GIVEN TASK: Reproduce every line of the records below, from the line containing "Target: track surface texture" through the end of the records. Scale each coordinate by 2.15, round it to a whole number with halves going up, and keep all other text unchanged.

▼▼▼

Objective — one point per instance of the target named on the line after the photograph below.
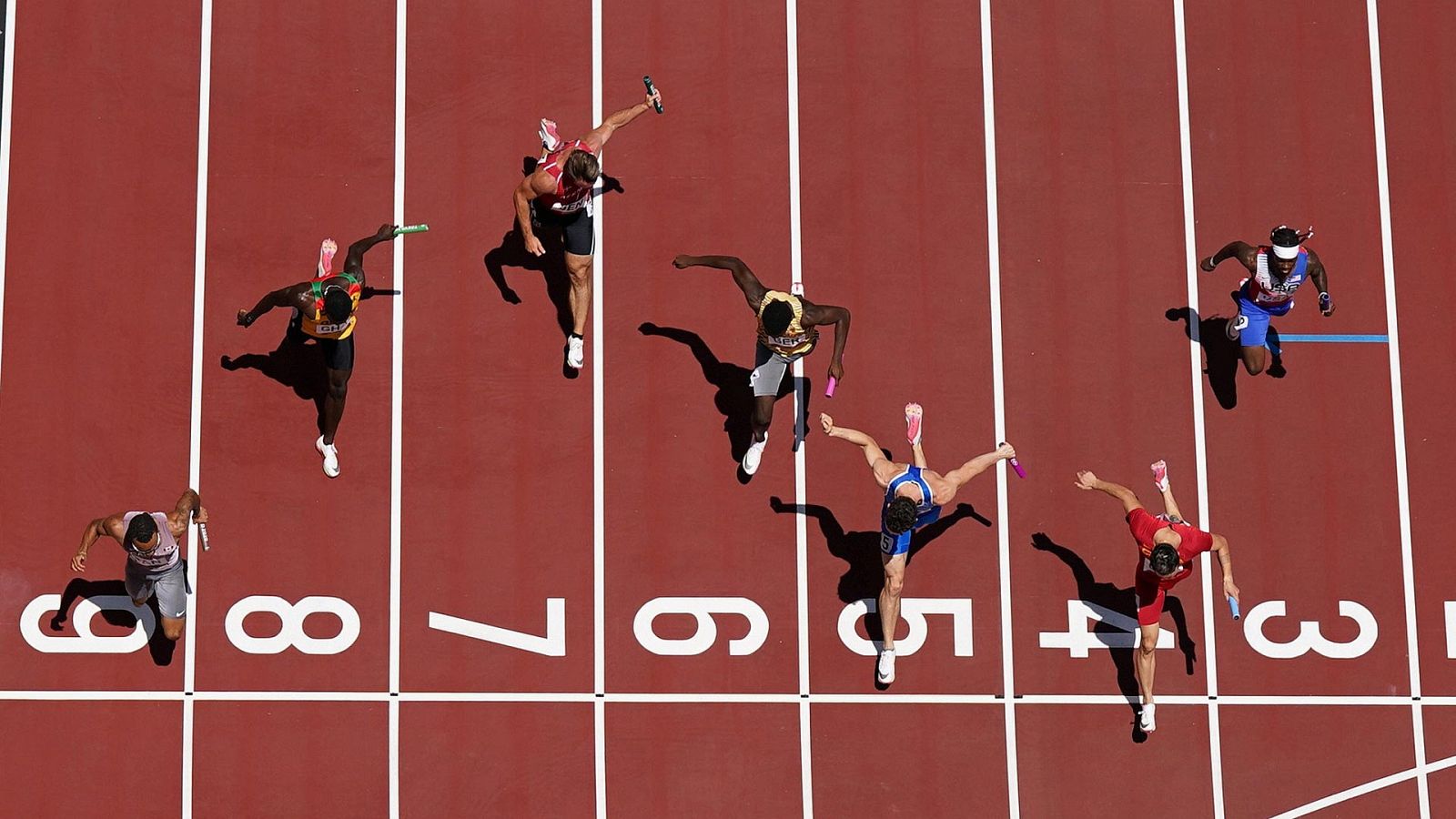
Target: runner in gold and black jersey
(324, 310)
(786, 331)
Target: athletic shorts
(769, 368)
(169, 586)
(1257, 329)
(339, 353)
(575, 228)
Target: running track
(1009, 266)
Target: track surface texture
(538, 592)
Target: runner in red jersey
(1167, 545)
(558, 196)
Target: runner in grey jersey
(153, 555)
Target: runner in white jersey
(155, 564)
(1276, 270)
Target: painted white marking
(1309, 637)
(1077, 639)
(86, 642)
(397, 404)
(553, 644)
(1402, 487)
(914, 611)
(999, 402)
(291, 634)
(703, 610)
(204, 109)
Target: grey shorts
(768, 369)
(169, 588)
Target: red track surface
(497, 500)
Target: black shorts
(575, 228)
(339, 353)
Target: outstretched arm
(982, 462)
(1220, 548)
(189, 508)
(1241, 251)
(354, 261)
(109, 525)
(1317, 274)
(753, 288)
(599, 136)
(874, 457)
(280, 298)
(817, 315)
(1089, 481)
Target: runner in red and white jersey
(1167, 547)
(558, 197)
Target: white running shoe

▲▲▲

ANSWER TO THIS EXERCISE:
Target: track surface texture
(1157, 1273)
Target: runner in red jersey
(2509, 1172)
(1200, 421)
Target: runner in grey jersey
(329, 1193)
Target: runner in white jersey
(333, 1213)
(2743, 581)
Target: painted white marking
(2814, 1370)
(2316, 1374)
(185, 1380)
(854, 869)
(1189, 1385)
(3014, 1047)
(1965, 1314)
(2148, 864)
(626, 1363)
(1511, 1312)
(439, 234)
Target: grey shorts
(1651, 793)
(363, 1264)
Target: red track surface
(1069, 1075)
Target: black shorts
(1236, 490)
(729, 759)
Target: outstretched arm
(2111, 993)
(2623, 1178)
(406, 1092)
(2668, 540)
(761, 561)
(234, 1129)
(2832, 589)
(1619, 619)
(1288, 292)
(1879, 983)
(602, 641)
(1757, 677)
(2341, 1034)
Target: runner in red and white jersey
(2509, 1176)
(1200, 424)
Target: white running shoe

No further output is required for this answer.